Point localization data
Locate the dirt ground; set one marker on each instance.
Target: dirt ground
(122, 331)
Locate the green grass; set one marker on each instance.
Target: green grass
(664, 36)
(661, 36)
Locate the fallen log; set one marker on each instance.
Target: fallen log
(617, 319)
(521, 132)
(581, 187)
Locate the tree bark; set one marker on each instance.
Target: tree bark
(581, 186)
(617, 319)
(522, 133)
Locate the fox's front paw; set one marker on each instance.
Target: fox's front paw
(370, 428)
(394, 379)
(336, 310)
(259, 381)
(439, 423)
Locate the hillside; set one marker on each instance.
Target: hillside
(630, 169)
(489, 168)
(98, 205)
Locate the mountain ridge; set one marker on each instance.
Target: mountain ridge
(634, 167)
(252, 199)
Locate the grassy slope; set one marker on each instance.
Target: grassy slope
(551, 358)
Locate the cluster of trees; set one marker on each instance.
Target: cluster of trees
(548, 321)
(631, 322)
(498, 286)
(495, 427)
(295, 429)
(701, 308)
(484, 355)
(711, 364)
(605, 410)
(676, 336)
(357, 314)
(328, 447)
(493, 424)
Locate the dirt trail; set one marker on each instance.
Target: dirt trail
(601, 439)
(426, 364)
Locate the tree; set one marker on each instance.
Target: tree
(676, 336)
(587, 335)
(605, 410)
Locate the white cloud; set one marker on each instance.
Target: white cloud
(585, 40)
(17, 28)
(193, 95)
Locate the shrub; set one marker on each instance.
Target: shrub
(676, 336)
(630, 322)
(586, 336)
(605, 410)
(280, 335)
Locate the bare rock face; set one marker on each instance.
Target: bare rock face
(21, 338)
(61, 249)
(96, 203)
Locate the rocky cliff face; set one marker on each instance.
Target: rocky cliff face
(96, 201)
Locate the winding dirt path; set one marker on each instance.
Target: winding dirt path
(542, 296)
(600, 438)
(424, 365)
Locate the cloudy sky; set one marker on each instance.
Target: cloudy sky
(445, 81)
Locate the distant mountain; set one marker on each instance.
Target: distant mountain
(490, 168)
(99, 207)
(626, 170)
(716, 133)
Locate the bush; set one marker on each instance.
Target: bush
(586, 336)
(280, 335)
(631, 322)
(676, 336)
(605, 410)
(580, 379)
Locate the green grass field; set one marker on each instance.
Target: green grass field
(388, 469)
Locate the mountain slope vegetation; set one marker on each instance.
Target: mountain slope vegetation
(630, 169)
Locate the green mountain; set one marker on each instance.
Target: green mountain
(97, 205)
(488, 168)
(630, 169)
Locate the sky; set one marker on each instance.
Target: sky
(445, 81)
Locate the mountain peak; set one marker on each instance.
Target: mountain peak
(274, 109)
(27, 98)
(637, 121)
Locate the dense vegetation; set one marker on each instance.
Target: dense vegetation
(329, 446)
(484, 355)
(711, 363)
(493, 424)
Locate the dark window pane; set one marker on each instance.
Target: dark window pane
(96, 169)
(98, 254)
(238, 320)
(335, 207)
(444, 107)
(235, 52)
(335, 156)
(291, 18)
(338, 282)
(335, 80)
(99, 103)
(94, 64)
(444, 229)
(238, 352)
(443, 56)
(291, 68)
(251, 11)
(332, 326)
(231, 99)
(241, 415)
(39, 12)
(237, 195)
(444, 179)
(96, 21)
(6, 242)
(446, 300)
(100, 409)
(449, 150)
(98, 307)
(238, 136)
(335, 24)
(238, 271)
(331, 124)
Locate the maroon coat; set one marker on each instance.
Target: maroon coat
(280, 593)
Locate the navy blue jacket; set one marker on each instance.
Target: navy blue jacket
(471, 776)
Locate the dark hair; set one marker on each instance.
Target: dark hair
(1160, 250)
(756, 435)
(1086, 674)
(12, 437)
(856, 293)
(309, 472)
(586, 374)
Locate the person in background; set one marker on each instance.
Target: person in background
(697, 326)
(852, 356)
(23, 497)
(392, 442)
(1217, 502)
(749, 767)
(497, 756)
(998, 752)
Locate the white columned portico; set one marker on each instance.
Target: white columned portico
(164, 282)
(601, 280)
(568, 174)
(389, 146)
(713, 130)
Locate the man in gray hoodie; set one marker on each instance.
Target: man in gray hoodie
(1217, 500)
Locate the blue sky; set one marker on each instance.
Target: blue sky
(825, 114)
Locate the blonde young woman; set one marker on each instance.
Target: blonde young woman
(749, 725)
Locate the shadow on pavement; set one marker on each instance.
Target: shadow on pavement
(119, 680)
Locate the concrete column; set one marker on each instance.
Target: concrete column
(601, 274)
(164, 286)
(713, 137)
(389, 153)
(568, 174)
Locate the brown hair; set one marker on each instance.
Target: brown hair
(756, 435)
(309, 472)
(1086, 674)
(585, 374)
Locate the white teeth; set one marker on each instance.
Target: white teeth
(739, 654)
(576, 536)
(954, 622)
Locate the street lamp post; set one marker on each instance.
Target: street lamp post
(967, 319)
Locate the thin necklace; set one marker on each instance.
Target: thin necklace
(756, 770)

◆ **Work to complete**:
Repeat every entry exactly. Nothing may be dropped.

◆ **Output of the exercise**:
Locate the dirt ground; set one marker on each instance.
Target: dirt ground
(122, 331)
Locate the green grass; set one marker on each instance.
Target: green grass
(664, 36)
(661, 36)
Locate the fallen log; set one marker on each instance.
Target: fallen log
(617, 319)
(521, 132)
(581, 187)
Locate the tree bark; set one marker on each instance.
Target: tree bark
(581, 186)
(617, 319)
(522, 133)
Locate the fox's front paw; set one marker on each instance.
Target: fox's front paw
(370, 428)
(394, 379)
(336, 310)
(259, 381)
(439, 423)
Locate the hillside; set one marker on each instance.
Target: hillside
(630, 169)
(489, 168)
(98, 205)
Locate the mountain ridge; set one marker on each instance.
Target: mountain ridge
(634, 167)
(252, 199)
Locate the grassy slope; set one marker on each instance.
Target: grassy slope
(551, 358)
Locate the cluster of trees; set one marker on each instance.
Target: cluster of trees
(548, 321)
(631, 322)
(498, 286)
(495, 427)
(295, 429)
(701, 308)
(484, 355)
(711, 364)
(605, 410)
(676, 336)
(357, 314)
(328, 447)
(493, 424)
Locate the dirt trail; set one marker on each instance.
Target: dirt trail
(601, 439)
(426, 364)
Locate the tree; set one marker on each instance.
Target: tree
(676, 336)
(587, 335)
(605, 410)
Locate the white cloud; set one marker on each instance.
Target: white cloud
(585, 40)
(17, 28)
(193, 95)
Locate the shrub; set one marker on each instance.
Target: shrub
(676, 336)
(630, 322)
(586, 336)
(605, 410)
(280, 335)
Locate the bare rock face; set one marker on each instance.
Target: bare rock face
(21, 338)
(61, 249)
(96, 203)
Locate the rocky cliff face; set one marker on each instance.
Target: rocky cliff face
(96, 201)
Locate the winding dirt path; set one marker on each instance.
Target: winding dirt path
(542, 296)
(600, 438)
(424, 365)
Locate the cloudy sky; set one marker on each instance.
Target: cloudy sky
(445, 81)
Locate the distant mountain; set one marker on each instance.
Target: distant mountain
(490, 168)
(99, 207)
(626, 170)
(716, 133)
Locate the bush; set one marker on each instance.
Target: bush
(586, 336)
(280, 335)
(631, 322)
(676, 336)
(605, 410)
(580, 379)
Locate the green grass field; set one marker on each instance.
Target: green grass field
(388, 469)
Locate the mountain slope vegetation; set one marker on each instance.
Target: mountain slope vegetation
(630, 169)
Locate the green mountain; set one marker on each instance.
Target: green mountain
(97, 205)
(488, 168)
(630, 169)
Locate the sky; set one marker on each instance.
Target: sky
(445, 81)
Locate the mountain peak; set one marker on each instance.
Target: mountain peak
(274, 109)
(27, 98)
(637, 121)
Locate the dense vegetation; set one marker on each instance.
Target: dense vegetation
(329, 446)
(484, 355)
(711, 363)
(493, 424)
Locate the dark window pane; set one marker on each instance.
Target: dark window pane
(96, 169)
(98, 254)
(238, 320)
(335, 207)
(444, 107)
(235, 52)
(335, 156)
(291, 18)
(338, 282)
(335, 80)
(99, 103)
(94, 64)
(444, 229)
(238, 352)
(443, 56)
(291, 68)
(251, 11)
(332, 326)
(231, 99)
(241, 415)
(39, 12)
(237, 195)
(444, 179)
(96, 21)
(6, 242)
(446, 300)
(100, 409)
(449, 150)
(98, 307)
(238, 136)
(335, 24)
(238, 271)
(331, 124)
Locate the maroon coat; set one marker on each instance.
Target: maroon coat
(280, 593)
Locate the navy blue jacket; set one marker on each instance.
Target: navy blue jacket
(471, 776)
Locate the dark hair; set one marker on each instance.
Target: dark hair
(1160, 250)
(756, 435)
(1086, 674)
(12, 437)
(856, 293)
(309, 472)
(586, 374)
Locate the person in background; set one marker on each instance.
Target: person in background
(697, 326)
(852, 356)
(23, 497)
(392, 442)
(1217, 502)
(749, 767)
(497, 756)
(998, 752)
Locate the white columned portico; set one marker on each instance.
Target: white columned portico
(164, 282)
(601, 280)
(568, 174)
(389, 146)
(713, 130)
Locate the man in gray hoodie; set one marker on each instance.
Target: man in gray hoodie
(1217, 500)
Locate the blue sky; set one marker on each instance.
Target: blue sky
(825, 114)
Locate the blonde young woman; set one marker on each instance.
Target: blonde young woman
(749, 725)
Locate the shadow on pavement; set one marker on each instance.
Target: shadow on pavement
(119, 680)
Locate the concrete column; set one marker on each instance.
Target: concrete column
(601, 274)
(164, 286)
(713, 137)
(389, 153)
(568, 174)
Locate the brown hair; set one marker on each instance.
Target: brown hair
(756, 435)
(309, 472)
(1086, 674)
(585, 374)
Locate the white teeth; set one marker on each instance.
Target: white teeth
(739, 654)
(576, 536)
(954, 622)
Locate the street lamp post; set one marker on each instance.
Target: street lamp post
(967, 319)
Locate the thin necklace; set one marker on each instance.
Target: thin necklace
(756, 770)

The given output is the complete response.